_Page text_.
Tom Hopkins of Tom Hopkins International, a sales training and motivational company based in Scottsdale, Ariz., says this linkage between man and message is just common sense. “Let’s face it, are you going to take advice on success from a panhandler?” And Swaim likens the dynamic to the instant clout that film stars gain as a byproduct of their celebrity: “(Robert) Redford’s point of view is inherently no more significant than Joe Blow’s. But it’s Redford, so when he comes out for some cause, it gets press coverage, and we listen.”

Hopkins, who deals with non-sports-related training of salespeople, welcomes the competition and says: “These people are great for pumping you up. They’re about winning, and aggressiveness, and not getting down on yourself. Especially in today’s business world, you’ve got to go into a sales setting thinking you’re gonna win.”

Which is precisely the kind of approach that worries Larry Wilson of Pecos River Learning Center, outside of Santa Fe, N.M. Wilson, a leader in modern sales training, says: “In sports, you have a distinct winner and a distinct loser. If you win, you’re great, and if you lose, you’re nobody. In business, you want to aim for a situation in which everybody wins.” He believes that sports-based motivation hearkens back to a darker era in American business, one of the hard, no-conscience sell.

Saved entries:

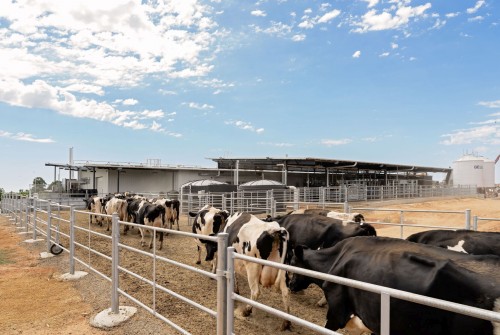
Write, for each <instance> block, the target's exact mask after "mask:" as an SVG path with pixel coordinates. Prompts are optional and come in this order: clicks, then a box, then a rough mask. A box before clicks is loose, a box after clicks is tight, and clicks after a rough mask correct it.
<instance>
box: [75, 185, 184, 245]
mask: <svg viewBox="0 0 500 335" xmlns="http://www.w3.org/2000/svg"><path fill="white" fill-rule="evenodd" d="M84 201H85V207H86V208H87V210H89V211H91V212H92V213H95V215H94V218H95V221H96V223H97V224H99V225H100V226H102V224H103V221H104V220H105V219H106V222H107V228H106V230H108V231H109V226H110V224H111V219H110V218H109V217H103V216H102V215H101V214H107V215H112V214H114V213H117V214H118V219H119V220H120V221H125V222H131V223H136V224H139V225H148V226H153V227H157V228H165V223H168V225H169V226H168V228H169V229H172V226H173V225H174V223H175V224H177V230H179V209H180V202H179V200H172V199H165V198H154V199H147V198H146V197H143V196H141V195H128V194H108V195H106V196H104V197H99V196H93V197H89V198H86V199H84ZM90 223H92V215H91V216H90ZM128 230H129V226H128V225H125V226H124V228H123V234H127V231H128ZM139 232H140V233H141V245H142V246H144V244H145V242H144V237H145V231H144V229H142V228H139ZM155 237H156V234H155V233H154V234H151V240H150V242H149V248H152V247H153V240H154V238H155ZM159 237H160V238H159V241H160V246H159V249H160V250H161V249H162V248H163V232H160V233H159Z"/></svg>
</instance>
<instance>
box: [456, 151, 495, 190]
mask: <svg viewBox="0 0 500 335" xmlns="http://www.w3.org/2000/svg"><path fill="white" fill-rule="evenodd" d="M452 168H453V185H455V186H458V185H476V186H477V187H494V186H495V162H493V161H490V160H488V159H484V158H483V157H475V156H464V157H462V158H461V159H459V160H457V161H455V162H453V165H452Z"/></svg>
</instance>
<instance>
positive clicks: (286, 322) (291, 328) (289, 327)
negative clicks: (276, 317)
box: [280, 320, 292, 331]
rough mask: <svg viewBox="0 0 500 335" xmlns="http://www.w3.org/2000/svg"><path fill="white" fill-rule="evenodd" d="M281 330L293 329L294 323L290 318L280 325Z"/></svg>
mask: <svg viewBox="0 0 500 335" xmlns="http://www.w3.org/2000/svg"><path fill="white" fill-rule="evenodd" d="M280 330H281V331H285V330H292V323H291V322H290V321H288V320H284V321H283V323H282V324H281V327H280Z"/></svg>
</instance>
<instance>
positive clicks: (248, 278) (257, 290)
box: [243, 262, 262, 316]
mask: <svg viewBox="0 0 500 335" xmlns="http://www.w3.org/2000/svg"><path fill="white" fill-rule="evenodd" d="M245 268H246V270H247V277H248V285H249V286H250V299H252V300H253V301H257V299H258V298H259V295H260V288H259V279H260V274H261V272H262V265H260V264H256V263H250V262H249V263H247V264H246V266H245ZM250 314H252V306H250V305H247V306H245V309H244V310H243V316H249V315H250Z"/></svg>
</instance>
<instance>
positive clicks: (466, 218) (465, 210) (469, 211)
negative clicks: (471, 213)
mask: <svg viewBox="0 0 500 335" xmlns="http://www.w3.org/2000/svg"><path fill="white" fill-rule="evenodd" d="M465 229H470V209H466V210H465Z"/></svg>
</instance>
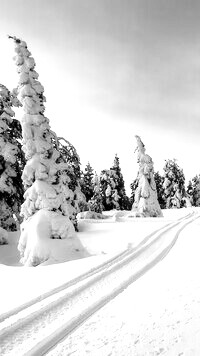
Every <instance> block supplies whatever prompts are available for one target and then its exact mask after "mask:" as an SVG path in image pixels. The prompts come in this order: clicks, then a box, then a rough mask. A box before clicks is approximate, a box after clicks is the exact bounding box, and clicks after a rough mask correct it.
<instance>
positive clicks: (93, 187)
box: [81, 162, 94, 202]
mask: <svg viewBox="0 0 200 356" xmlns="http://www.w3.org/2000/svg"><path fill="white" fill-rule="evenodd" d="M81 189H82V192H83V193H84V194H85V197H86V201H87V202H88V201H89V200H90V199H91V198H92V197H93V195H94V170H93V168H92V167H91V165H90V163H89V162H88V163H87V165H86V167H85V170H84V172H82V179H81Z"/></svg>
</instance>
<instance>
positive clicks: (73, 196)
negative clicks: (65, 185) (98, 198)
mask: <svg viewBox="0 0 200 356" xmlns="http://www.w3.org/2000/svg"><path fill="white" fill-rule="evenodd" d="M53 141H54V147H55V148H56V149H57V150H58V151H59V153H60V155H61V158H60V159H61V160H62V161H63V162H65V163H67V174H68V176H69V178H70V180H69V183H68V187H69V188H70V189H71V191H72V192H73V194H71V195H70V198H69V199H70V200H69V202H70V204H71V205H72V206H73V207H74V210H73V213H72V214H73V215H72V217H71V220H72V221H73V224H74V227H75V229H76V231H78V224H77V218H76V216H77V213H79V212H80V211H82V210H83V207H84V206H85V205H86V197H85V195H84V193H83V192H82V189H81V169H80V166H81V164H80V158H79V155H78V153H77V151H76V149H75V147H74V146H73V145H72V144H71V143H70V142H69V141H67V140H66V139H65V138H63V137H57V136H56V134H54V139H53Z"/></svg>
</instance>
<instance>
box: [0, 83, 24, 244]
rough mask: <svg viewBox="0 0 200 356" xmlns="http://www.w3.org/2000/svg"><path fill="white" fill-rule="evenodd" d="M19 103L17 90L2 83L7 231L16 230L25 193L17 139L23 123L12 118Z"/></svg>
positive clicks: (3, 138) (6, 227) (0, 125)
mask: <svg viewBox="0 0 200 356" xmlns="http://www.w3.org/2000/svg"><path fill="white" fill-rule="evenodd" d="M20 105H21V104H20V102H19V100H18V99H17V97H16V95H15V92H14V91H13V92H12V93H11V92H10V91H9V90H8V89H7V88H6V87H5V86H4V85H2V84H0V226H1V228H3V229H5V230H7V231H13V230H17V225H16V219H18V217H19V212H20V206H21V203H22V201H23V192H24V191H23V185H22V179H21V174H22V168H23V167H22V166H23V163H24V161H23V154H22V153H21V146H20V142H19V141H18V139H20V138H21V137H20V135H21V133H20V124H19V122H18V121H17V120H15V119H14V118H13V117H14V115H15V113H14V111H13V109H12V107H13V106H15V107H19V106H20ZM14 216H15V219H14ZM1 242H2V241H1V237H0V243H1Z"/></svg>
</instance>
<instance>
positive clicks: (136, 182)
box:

_Directions_.
**1.** According to the passage on sales motivation, where is Pecos River Learning Center located?
**2.** Please pick up the passage on sales motivation after its last sentence and carry it forward.
The listing was drawn from a separate source.

_Answers by item_.
**1.** Outside of Santa Fe, N.M.

**2.**
More doubt comes from Jay Kurtz, president of the Kappa Group, a Laguna Hills firm that seeks causes of corporate inefficiency: “If you have a sports figure come in and do a fine job of motivating people whose basic skills are defective, you end up with a group of very dangerous individuals.” Company performance could suffer because such individuals will be using flawed methods more enthusiastically than before--”running faster in the wrong direction.”

AMID THE MAUVE SPLENDOR OF THE Warner Center Hilton and Towers Trillium Grand Ballroom, eight clamshell-shaped napkins rise from each of nine elegantly set tables. In three hours, Tommy Lasorda, supreme Dodger and the archetypal, give-’em-hell “sports motivator”--no fancy footwork here--will speak before a national sales meeting of Staedtler Inc., manufacturer of precision drafting and writing materials.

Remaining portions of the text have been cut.